= Task =
Search the data for the word "hair" and copy every line that contains it.

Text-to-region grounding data
++++++++++++++++++++
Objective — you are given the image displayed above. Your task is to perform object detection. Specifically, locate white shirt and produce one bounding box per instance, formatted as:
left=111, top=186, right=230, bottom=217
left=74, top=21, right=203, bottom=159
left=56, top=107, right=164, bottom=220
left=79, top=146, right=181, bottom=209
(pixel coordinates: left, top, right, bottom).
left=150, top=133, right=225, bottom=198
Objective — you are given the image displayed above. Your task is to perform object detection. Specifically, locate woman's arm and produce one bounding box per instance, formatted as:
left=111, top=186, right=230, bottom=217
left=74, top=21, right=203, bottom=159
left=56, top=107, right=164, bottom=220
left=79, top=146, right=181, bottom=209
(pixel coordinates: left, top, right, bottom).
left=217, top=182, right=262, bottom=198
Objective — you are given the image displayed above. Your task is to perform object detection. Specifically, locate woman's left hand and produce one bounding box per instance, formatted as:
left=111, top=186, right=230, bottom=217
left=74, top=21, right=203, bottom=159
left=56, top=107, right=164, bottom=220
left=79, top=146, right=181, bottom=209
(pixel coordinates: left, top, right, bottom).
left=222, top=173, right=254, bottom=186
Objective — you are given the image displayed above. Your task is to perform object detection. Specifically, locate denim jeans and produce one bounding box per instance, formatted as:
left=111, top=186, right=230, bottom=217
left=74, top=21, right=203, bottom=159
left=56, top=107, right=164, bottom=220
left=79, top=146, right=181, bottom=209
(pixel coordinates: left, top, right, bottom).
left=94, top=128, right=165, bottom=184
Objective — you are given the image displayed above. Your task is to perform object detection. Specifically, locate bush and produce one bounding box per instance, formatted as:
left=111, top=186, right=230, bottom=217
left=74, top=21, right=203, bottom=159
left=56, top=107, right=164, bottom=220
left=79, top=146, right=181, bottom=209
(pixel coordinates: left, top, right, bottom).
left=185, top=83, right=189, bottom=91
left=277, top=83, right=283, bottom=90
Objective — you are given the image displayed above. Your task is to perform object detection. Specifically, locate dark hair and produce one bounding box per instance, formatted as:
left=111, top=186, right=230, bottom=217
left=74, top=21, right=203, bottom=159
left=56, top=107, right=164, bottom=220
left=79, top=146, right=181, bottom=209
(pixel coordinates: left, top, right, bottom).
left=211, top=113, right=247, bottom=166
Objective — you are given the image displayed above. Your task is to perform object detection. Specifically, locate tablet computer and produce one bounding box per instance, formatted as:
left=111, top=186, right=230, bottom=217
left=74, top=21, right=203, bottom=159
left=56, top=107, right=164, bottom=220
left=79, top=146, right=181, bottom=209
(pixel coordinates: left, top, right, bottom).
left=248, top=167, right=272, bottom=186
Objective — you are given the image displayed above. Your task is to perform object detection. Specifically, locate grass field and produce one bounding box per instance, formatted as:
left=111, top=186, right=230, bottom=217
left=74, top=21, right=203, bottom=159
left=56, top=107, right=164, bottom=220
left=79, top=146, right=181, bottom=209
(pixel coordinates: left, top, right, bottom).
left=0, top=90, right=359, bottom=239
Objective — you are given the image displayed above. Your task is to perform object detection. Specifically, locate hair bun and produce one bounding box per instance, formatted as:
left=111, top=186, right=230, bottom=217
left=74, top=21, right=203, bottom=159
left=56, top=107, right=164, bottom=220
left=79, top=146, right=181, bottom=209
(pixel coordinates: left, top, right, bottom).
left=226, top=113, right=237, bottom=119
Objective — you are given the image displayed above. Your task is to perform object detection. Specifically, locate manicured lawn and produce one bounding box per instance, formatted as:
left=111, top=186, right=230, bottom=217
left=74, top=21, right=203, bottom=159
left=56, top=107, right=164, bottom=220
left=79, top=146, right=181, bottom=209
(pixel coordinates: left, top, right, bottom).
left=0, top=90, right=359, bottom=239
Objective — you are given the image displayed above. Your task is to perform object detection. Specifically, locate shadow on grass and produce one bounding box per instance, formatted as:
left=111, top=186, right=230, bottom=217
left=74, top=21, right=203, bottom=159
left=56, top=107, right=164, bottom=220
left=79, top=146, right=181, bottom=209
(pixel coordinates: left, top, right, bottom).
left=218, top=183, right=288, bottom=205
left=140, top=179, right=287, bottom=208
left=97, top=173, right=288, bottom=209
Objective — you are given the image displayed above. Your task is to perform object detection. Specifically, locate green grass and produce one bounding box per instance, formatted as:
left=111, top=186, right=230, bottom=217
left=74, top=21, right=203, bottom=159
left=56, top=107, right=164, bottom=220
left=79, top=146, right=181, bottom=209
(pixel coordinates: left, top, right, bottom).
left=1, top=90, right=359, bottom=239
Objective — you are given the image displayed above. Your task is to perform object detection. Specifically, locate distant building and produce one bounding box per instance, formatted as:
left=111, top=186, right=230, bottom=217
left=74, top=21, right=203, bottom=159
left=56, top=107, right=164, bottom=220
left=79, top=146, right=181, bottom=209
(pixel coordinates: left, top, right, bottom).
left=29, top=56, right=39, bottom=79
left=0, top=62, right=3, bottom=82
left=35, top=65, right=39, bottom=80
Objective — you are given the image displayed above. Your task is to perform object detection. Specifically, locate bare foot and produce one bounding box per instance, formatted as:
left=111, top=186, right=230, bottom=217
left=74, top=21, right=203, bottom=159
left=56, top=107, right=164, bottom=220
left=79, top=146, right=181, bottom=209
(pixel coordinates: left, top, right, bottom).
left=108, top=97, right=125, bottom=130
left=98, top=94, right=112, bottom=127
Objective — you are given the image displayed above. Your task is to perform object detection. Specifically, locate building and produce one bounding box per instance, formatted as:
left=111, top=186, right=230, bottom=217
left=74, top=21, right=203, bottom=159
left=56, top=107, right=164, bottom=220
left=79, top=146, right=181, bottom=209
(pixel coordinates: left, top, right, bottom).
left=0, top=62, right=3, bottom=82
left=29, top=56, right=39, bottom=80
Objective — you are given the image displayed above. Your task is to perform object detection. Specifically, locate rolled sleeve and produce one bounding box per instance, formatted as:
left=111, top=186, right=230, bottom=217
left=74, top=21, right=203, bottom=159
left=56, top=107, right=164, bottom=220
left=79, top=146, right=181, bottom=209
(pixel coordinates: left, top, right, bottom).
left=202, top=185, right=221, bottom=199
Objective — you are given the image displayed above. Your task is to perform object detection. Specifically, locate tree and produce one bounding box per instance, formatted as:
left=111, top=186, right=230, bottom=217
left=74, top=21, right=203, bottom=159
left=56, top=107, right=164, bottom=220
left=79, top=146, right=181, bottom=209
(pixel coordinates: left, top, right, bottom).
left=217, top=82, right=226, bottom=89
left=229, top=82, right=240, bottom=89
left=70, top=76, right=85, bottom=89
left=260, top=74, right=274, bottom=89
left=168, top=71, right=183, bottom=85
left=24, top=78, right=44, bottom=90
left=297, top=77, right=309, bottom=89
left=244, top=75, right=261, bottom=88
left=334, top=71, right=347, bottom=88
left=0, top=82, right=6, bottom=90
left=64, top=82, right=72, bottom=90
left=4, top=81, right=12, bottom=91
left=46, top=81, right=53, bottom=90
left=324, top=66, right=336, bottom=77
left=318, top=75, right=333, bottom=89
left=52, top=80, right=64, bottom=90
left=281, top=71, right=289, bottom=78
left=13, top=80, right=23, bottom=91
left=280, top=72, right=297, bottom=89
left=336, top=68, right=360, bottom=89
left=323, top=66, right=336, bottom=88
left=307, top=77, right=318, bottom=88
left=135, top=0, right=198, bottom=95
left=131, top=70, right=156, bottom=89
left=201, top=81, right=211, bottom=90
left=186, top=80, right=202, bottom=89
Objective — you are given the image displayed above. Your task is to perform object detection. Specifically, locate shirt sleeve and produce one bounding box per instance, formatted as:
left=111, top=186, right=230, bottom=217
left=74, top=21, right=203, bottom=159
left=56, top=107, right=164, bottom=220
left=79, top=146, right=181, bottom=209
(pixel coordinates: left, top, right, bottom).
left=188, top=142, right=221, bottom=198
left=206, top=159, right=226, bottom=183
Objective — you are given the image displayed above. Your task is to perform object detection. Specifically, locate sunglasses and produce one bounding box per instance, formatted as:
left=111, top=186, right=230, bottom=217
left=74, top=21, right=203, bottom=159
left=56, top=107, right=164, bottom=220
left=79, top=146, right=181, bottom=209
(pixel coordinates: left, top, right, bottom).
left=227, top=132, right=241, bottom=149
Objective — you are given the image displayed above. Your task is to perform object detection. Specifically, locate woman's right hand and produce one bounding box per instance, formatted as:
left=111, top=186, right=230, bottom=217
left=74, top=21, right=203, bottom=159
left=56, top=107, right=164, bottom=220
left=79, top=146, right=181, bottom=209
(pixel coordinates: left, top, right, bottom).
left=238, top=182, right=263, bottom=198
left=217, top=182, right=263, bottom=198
++++++++++++++++++++
= Expected answer =
Objective — you are given the image displayed above. Your task is to perform object detection. Specifically, locate dark hair and produce one bounding box per instance, formatted as:
Objective — you are given the image displayed above. Your task is to perform object detection. Specifically, locate hair bun and produce one bounding box per instance, formatted as:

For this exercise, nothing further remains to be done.